Could you arrange every one of the records below as a two-column CSV with the headers "prompt" and "points", one row per record, placing each record's text and its answer in its own quoted field with line breaks replaced by spaces? Leave the pictures out.
=== DATASET CONTENT ===
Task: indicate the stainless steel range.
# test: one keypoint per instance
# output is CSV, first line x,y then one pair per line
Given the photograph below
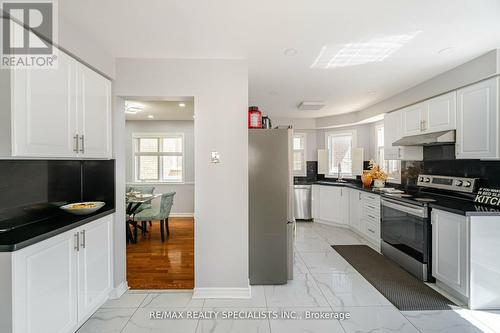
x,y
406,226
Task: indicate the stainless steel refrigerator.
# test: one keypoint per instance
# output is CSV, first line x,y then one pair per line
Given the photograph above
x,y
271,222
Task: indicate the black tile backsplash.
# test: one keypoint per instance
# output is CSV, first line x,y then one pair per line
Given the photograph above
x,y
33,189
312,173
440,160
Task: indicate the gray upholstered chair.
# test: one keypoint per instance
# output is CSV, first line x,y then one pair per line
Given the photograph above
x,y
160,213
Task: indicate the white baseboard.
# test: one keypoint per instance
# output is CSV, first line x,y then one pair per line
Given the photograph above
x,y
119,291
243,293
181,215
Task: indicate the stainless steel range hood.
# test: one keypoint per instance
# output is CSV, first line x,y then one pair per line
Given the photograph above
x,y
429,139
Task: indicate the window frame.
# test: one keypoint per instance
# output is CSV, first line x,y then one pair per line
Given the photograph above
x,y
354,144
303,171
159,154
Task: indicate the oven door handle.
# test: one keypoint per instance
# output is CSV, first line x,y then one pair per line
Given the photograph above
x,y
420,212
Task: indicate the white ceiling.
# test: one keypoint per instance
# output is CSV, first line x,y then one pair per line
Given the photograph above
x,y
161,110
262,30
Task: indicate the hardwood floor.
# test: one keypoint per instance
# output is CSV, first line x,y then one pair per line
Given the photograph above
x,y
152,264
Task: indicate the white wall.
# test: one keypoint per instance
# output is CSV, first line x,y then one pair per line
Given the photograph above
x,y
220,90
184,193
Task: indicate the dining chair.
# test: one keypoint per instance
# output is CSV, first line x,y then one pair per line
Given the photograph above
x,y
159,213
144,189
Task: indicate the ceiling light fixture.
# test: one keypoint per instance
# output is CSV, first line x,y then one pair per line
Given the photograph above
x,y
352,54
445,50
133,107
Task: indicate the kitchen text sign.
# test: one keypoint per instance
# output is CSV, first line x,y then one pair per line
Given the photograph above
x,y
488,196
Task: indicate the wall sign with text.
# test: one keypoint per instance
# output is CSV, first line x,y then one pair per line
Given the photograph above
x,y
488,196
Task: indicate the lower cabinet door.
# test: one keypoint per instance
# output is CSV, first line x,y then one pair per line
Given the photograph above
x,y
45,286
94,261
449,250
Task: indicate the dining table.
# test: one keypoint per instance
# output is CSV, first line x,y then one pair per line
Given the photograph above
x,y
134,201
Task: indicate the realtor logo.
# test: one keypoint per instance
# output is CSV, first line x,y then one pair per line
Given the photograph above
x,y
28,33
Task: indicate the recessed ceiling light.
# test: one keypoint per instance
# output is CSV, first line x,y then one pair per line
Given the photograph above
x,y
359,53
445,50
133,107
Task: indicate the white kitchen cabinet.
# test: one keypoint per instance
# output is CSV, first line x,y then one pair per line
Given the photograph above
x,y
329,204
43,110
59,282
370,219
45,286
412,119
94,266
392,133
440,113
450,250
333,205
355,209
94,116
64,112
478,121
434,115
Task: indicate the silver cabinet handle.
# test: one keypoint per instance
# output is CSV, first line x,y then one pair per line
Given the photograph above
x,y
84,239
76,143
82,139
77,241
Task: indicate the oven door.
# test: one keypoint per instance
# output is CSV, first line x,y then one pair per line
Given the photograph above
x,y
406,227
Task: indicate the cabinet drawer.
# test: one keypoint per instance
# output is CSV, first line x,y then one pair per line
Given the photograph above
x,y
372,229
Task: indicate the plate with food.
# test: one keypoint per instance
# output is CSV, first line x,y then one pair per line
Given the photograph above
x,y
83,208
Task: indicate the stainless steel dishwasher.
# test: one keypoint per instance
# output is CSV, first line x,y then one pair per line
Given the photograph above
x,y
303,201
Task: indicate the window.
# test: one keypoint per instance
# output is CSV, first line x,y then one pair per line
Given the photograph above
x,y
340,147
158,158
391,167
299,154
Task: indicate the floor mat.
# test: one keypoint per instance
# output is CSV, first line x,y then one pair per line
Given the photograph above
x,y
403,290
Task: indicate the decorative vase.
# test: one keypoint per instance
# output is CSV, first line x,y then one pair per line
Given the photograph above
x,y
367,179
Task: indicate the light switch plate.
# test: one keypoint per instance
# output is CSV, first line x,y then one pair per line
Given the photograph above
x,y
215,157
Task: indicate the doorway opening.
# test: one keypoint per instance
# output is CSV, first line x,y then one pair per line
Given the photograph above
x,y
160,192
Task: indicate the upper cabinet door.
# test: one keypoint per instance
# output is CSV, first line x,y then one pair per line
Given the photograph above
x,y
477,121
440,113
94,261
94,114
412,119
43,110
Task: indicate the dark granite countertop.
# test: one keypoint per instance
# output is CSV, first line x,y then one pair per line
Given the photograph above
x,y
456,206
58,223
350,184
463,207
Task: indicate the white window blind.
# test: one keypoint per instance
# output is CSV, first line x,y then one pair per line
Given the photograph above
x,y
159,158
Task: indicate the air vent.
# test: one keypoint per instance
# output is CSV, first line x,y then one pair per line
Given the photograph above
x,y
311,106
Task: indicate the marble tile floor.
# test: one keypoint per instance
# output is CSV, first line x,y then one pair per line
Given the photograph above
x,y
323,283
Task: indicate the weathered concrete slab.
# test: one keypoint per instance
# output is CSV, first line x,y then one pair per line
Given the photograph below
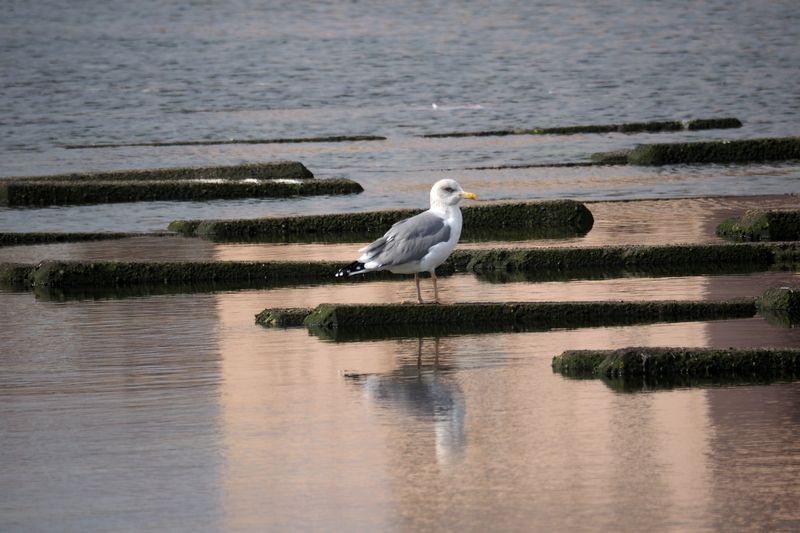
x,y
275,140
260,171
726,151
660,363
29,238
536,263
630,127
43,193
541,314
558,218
===
▸ **IN RESPONSE**:
prompt,points
"Task: indicate the stainless steel range. # test: one keypoint per instance # output is CSV, first line x,y then one pair per line Given the photograph below","x,y 406,226"
"Task: indicate the stainless steel refrigerator. # test: one keypoint per instance # output is CSV, first line x,y then one pair per line Given the photograph above","x,y 271,222"
"Task: indicate the black tile backsplash. # test: one keypoint per instance # output is CSV, first line x,y then one pair per line Given the photograph above","x,y 33,189 312,173 440,160"
"Task: indicate the gray upholstered chair. # test: one keypoint per instance # output is CSV, first line x,y then one pair per line Given the photograph above","x,y 160,213"
"Task: indicate the white baseboard. # test: one keypoint per instance # output is CSV, first line x,y then one pair per line Given the photograph above","x,y 119,291 243,293 181,215"
"Task: indicate the stainless steel range hood. # test: one keypoint per instance # output is CSV, first line x,y then one pair per line Given the photograph above","x,y 429,139"
"Task: indicate the window frame. # test: one keypoint per instance # output is CSV, first line x,y then one pair per line Given the photograph above","x,y 354,144 303,171 159,154"
"Task: indicate the oven door handle. # test: one keypoint per instance # output is CSV, first line x,y then one pair per line Given the photograph above","x,y 420,212"
"Task: indicate the white ceiling. # test: one keypoint per instance # output is CSV, first line x,y then one pair per line Given the photograph above","x,y 161,110 262,30"
"Task: indicate the hardwood floor. # test: one keypoint per instance # output is CSV, first line x,y then one pair per line Given the photograph above","x,y 152,264"
"Task: indicate the white wall. # test: one keypoint per instance # output is CSV, first line x,y then one pair per line Given the photograph above","x,y 220,90 184,193"
"Task: indicate the dining chair. # test: one keypoint per instance # output is CSV, first line x,y then one pair per line Given the photograph above","x,y 159,213 144,189"
"Task: indicate the ceiling light fixture. # test: one keypoint per instance # output is CSV, first line x,y then one pair per line Given the photograph above","x,y 352,54 445,50 133,107"
"Task: indicate the kitchen text sign. # test: one keypoint per instance # output is CSV, first line x,y then one pair per line Given the photograph above","x,y 488,196"
"Task: indicate the wall sign with text. # test: one keypoint per instance # output is CSV, first line x,y then one pair per line Given the photograph above","x,y 488,196"
"Task: indicate the lower cabinet door. # test: one keypoint per instance # output is CSV, first line x,y then one pair per line Given the photograph above","x,y 45,286 94,261 449,250"
"Task: indicate the dining table. # test: one keypoint per instance # output is CSV, first line x,y then one pair per line Given the photograph above","x,y 134,201"
"Task: indicate the realtor logo. # test: one keypoint per instance # output is CSV, first line x,y then one pair per line Given the photograph above","x,y 28,33"
"Task: indicate the recessed ceiling light. # test: one keypoint per instance # output is CSV, first line x,y then one pair per line Given the photograph above","x,y 359,53 445,50 133,107"
"Task: indicate the white kitchen cabinet. # test: one keypoint per instance # output is CSV, first line x,y then one pair per line Given the photograph above","x,y 329,204 43,110 59,282 370,219 45,286 412,119 94,266 392,133 440,113 450,250 333,205 355,209 94,116 64,112 478,121 434,115"
"Task: indicate the silver cabinet handle. # test: one keypoint per instance # output is CSV, first line x,y then one pair per line Given the photograph above","x,y 84,239 76,143 82,139 77,241"
"Task: indicate the oven door. # test: one keypoint per instance # output is CSV, first line x,y then one pair per line Given the photograph above","x,y 406,227"
"Task: indicate the cabinet drawer. # test: one keypoint per instance # output is CSV, first line x,y then one pair per line Given the photograph above","x,y 372,229"
"Task: indicate the plate with food. # test: one keypoint per instance # output is CSV, first line x,y then one pair per line Given the photograph above","x,y 83,208"
"Task: indicate the stainless steel dishwasher. # test: one keypoint per instance # output is CSV, first line x,y then one pair per line Given the photograph above","x,y 303,201"
"Task: indicate the window. # test: one keypoint per instance # output is CSV, first line x,y then one pair per line Given the photograph above","x,y 340,147 158,158 391,167 299,154"
"Task: indicate the floor mat. # test: one keypoint per instance # output is CSV, first line x,y then one pair per line Given the photograph above","x,y 403,290"
"Task: indicate the decorative vase. # test: one keypoint per instance # output is CSV, first line x,y then one pair per line Given the photograph above","x,y 367,179"
"Task: indicate the light switch plate. # test: one keypoint per instance # output is CSV, first line x,y then one pair per line Given the photograph above","x,y 215,157"
"Task: indicate the doorway opening. # test: one keypoint per instance # output is CSV, first line x,y then one pair per line Given the photograph above","x,y 160,192"
"Task: indicate the upper cabinet door. # test: one keypoint per instance # output is CSV, first line x,y then one pair per line Given the photograph above","x,y 477,121 440,113 94,261 94,114 412,119 43,110"
"Task: indicate the dark granite countertop. # test: one keypoint per instance # output is CSV, first line x,y then one pair per line Given the photograph above","x,y 456,206 58,223 350,184 463,207"
"Task: indicate the white window blind. # test: one keypoint per instance # output is CSV, first line x,y then one pair per line Given the photograph above","x,y 159,158"
"Task: indicate the air vent. # test: one keypoint per instance # output is CSV, first line x,y then one pair per line Given the photograph above","x,y 311,106"
"Task: indicate the marble tile floor. # test: one keypoint per instance # output is CSV, first line x,y then one pair per line Given the photograph above","x,y 323,283"
"Task: indicate the weathered concrete slab. # test: one keypoint per instance # output is CSV, first line x,y then one pair per line Given the photograph below","x,y 275,140 260,171 726,151 660,363 29,238 536,263 630,127 43,193 541,314 558,218"